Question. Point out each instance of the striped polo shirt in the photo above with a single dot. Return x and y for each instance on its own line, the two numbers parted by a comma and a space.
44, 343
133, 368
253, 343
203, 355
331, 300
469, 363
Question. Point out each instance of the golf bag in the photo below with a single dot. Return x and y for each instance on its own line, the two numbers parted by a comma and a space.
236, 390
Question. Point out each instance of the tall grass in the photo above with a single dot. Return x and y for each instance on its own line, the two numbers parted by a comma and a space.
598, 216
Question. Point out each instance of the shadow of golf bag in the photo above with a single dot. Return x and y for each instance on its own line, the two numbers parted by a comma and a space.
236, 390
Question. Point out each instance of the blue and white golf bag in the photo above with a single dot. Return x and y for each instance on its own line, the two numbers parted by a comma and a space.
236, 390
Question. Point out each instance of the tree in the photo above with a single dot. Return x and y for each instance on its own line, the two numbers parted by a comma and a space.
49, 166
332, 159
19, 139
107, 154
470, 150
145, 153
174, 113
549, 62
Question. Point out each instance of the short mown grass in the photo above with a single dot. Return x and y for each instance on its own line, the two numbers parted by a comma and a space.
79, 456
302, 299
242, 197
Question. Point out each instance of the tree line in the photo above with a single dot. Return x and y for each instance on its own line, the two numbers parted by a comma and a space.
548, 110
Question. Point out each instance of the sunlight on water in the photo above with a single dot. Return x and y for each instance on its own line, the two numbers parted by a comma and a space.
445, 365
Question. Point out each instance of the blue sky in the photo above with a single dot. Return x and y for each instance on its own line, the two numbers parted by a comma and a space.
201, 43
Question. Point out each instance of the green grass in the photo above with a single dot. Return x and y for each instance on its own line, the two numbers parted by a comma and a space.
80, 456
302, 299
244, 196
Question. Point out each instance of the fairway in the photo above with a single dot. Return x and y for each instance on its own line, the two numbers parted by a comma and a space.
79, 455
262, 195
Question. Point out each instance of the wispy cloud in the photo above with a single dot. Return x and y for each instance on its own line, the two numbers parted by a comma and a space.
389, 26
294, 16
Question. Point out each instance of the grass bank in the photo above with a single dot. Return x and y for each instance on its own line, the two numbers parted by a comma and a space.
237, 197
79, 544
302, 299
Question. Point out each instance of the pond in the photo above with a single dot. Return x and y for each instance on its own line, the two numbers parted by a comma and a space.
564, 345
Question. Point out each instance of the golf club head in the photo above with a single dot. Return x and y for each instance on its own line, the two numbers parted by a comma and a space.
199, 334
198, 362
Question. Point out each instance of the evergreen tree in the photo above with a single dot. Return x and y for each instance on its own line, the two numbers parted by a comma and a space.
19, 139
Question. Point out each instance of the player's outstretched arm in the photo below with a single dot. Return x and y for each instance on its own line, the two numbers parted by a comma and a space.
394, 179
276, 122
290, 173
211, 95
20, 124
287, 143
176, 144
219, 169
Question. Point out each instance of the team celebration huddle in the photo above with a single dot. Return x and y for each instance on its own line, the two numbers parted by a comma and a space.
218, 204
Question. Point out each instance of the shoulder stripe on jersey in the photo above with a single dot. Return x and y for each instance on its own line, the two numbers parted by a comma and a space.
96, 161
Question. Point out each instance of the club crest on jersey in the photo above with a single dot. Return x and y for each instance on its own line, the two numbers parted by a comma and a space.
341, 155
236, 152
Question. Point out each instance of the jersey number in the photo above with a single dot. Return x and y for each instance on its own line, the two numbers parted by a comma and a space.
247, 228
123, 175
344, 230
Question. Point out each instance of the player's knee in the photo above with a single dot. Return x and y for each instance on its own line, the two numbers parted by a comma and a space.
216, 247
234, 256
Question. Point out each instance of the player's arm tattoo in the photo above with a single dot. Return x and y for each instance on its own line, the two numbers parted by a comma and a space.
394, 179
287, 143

------------------------------------------------

#### [What needs to be done]
Reproduce every line from the one containing "Question. Point out each instance of the player's arm" down to the last of the rows above, including the requests. Scale each coordinate in the answers by 1.7 and round it to the nearest whole number, rounding halves up; give only these lines.

#### [Correct result]
Question. Point out each instance of the player's arm tattoo in the photo above with a single dot. Return x and y for each instance on its own line, the two numbers parted by a comma and a space.
670, 304
488, 243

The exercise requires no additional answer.